::: DATA SECTION :::

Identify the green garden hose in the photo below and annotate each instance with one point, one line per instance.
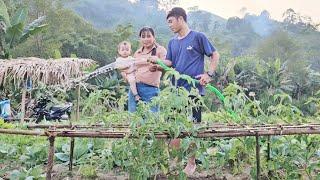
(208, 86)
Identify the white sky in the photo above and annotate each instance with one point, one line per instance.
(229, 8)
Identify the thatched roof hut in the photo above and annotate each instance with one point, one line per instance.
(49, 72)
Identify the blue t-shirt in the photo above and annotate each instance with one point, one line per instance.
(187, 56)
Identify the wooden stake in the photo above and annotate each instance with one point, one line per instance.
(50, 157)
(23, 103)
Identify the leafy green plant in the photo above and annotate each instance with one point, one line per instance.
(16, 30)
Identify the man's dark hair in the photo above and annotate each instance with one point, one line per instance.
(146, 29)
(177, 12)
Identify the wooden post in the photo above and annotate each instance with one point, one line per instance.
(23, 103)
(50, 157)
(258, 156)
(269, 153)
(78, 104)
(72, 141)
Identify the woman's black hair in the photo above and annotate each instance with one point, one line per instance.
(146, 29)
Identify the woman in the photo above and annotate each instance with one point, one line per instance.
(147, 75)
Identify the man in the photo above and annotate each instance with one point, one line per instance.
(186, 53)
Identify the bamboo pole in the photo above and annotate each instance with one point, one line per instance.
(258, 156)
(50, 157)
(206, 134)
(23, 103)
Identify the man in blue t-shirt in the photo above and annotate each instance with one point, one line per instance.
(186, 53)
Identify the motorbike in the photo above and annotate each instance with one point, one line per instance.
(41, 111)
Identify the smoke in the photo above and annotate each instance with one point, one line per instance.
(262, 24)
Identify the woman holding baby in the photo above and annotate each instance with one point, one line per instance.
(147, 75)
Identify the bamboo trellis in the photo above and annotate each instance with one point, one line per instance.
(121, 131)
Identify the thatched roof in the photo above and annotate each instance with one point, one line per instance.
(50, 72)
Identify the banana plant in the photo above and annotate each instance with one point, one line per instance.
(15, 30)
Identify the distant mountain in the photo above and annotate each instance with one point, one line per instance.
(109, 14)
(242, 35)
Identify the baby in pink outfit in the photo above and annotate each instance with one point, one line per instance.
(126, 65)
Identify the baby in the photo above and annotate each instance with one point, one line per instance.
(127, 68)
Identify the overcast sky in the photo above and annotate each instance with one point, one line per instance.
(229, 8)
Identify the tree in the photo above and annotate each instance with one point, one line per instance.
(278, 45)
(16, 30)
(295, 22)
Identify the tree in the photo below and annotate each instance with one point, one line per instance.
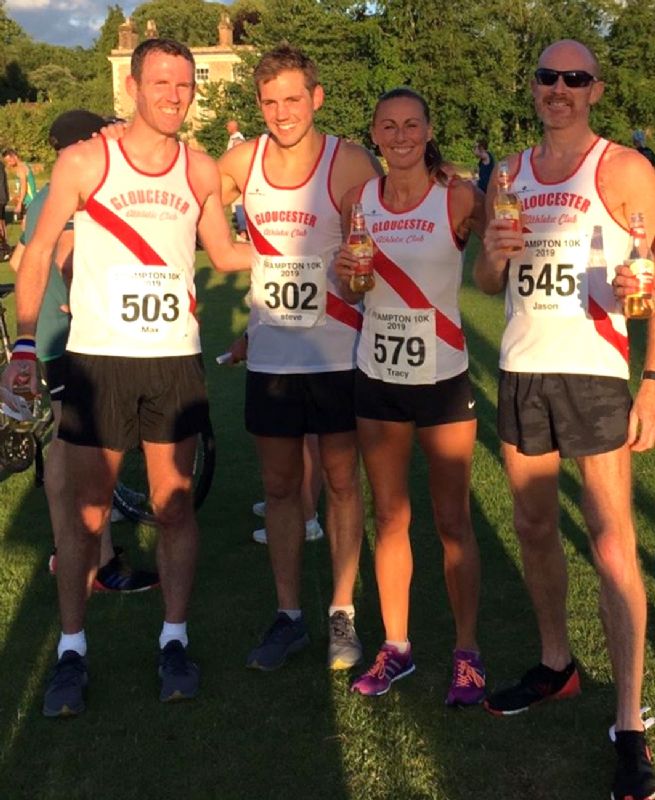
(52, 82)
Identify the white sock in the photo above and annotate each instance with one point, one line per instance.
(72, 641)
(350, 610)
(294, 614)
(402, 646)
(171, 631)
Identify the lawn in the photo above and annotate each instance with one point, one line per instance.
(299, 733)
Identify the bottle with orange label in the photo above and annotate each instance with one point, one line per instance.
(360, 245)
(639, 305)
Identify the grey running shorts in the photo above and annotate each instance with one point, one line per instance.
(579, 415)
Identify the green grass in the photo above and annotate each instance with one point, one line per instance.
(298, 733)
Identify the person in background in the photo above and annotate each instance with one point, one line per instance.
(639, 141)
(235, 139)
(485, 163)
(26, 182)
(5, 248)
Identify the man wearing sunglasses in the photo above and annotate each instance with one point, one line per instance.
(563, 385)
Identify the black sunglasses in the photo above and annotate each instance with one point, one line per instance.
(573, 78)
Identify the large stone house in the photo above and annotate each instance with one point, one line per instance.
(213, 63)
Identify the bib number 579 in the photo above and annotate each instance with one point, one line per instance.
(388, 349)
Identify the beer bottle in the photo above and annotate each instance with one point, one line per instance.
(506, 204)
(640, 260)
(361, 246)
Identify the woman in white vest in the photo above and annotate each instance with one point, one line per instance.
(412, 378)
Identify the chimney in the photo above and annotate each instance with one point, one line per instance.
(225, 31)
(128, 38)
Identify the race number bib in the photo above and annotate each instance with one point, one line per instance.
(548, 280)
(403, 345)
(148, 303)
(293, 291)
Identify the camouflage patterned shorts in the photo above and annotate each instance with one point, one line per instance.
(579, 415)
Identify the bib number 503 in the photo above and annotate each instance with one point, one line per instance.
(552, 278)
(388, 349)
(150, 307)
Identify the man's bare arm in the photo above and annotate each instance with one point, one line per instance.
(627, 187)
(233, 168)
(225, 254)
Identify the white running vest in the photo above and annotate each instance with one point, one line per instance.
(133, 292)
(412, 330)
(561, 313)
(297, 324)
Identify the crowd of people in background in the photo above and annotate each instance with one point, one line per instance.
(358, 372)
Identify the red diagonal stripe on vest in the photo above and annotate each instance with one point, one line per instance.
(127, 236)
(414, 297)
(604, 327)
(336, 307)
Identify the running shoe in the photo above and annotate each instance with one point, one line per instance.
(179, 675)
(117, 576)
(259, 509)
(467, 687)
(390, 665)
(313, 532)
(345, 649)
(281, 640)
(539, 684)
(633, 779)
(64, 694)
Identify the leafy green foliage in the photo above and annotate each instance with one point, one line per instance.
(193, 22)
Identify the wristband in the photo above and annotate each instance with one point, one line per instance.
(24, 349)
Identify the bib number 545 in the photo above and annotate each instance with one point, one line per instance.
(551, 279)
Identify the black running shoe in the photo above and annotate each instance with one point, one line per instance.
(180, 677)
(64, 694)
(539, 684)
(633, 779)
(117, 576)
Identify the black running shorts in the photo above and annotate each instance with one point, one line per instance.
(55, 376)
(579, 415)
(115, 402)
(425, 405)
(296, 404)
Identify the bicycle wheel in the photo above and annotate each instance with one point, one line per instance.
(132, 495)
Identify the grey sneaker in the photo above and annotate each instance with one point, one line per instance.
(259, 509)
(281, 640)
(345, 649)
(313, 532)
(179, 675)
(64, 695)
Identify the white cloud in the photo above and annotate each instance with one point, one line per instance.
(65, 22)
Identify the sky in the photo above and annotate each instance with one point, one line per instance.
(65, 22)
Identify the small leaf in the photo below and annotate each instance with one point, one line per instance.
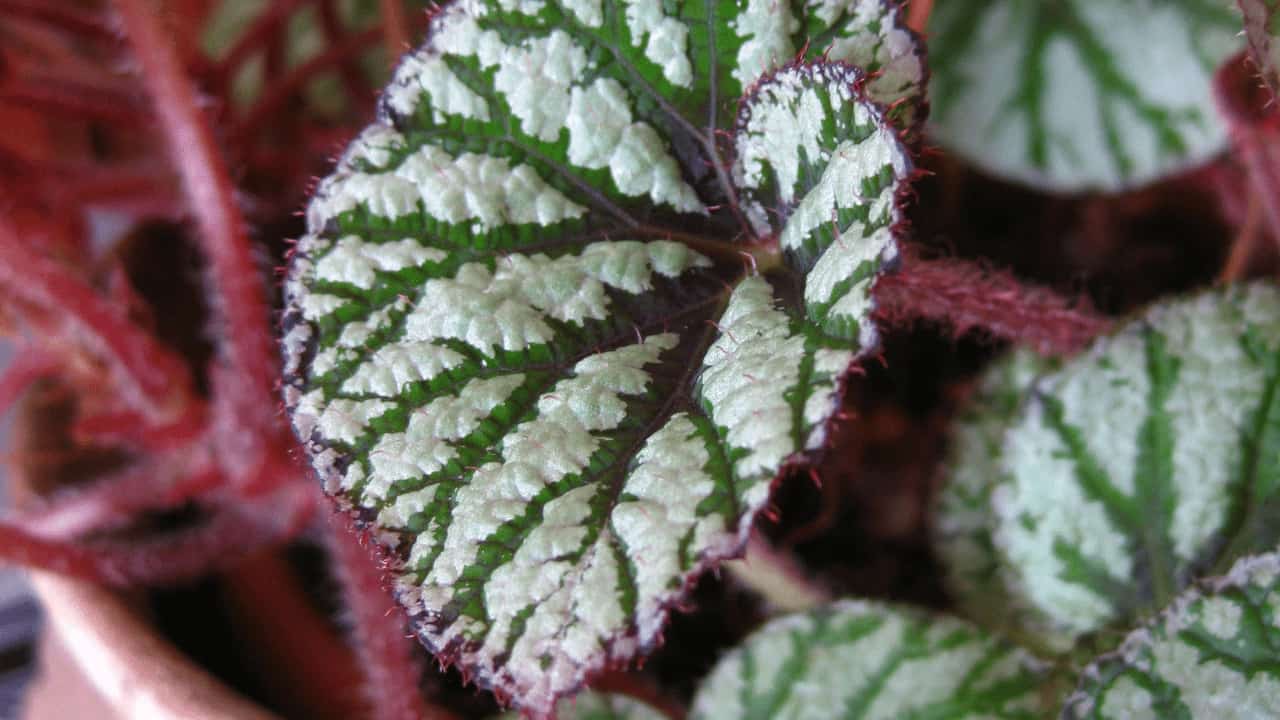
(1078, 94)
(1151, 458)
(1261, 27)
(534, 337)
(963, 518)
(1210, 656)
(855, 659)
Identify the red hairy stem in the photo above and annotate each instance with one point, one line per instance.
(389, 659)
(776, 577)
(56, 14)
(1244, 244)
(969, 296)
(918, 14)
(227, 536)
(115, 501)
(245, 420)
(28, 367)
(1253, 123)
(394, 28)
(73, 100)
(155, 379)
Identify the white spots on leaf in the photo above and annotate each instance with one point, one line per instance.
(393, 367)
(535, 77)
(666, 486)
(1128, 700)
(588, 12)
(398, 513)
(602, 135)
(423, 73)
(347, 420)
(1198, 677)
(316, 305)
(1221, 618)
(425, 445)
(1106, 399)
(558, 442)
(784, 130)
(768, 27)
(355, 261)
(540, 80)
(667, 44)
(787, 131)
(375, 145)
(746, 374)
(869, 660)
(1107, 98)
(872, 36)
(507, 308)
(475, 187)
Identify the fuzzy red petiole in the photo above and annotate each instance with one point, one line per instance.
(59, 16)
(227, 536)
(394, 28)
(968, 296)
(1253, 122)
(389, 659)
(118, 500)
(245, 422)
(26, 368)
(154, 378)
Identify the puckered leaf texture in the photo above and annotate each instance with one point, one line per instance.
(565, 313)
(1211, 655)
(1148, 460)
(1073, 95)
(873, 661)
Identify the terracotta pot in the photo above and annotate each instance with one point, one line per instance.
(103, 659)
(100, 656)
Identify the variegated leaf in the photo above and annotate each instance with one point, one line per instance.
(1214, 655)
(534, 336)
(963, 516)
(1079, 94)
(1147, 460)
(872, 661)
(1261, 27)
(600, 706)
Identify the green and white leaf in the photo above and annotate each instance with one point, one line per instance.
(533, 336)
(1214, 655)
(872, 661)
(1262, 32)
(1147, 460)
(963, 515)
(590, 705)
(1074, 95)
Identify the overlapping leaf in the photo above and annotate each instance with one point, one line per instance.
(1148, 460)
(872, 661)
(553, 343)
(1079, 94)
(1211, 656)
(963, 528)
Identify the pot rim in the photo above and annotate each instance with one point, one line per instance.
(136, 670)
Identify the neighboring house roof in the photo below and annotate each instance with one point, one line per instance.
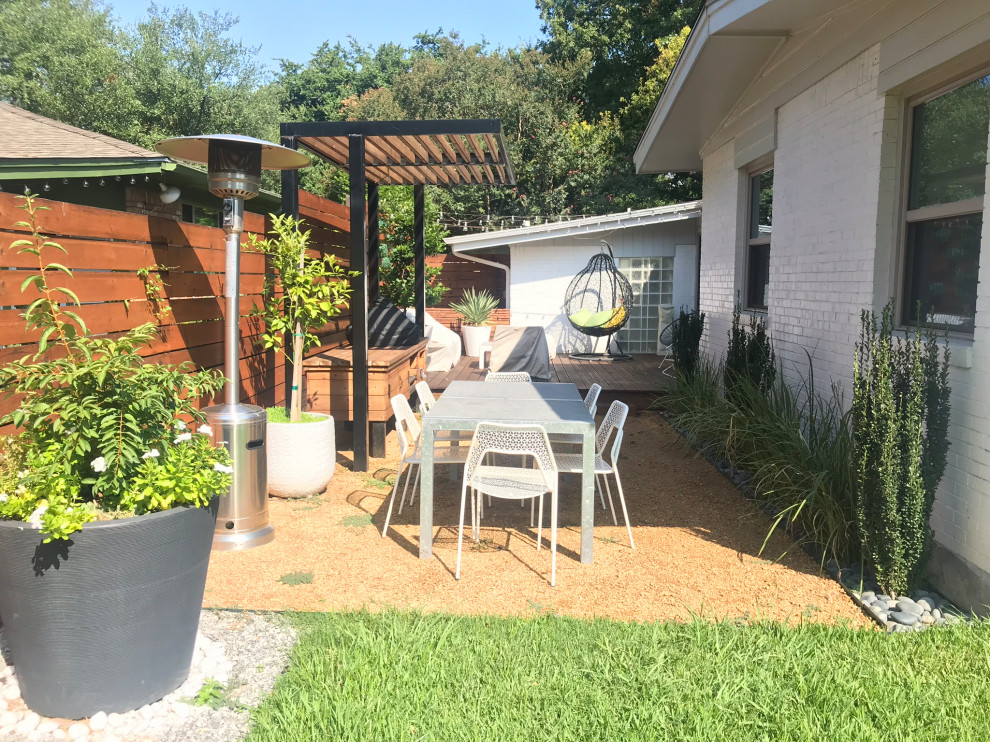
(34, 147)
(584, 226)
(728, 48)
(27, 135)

:::

▶ [EXERCISE OBJECTIVE]:
Retype verbatim only the lines beginning with the line that contains "Identify the green and" and ending with the last line of the listing above; pictures are to be excluded.

▶ [SOLVED PROBLEM]:
Identify the green and white leaf in the photo above and annotate each instance with one point, one line per instance.
(533, 336)
(1214, 655)
(872, 661)
(1262, 32)
(1147, 460)
(963, 515)
(590, 705)
(1074, 95)
Identify the overlapping leaf in the photo above and annotate each instance with one point, one line per instance.
(1148, 460)
(872, 661)
(553, 343)
(1079, 94)
(1211, 656)
(963, 528)
Identify the pot rim in the photo above and annotate each instance with one point, one line per instance.
(136, 670)
Identify the neighboring house roof in the photo below and annotate each instance with one point, one line per instance.
(34, 147)
(584, 226)
(728, 48)
(27, 135)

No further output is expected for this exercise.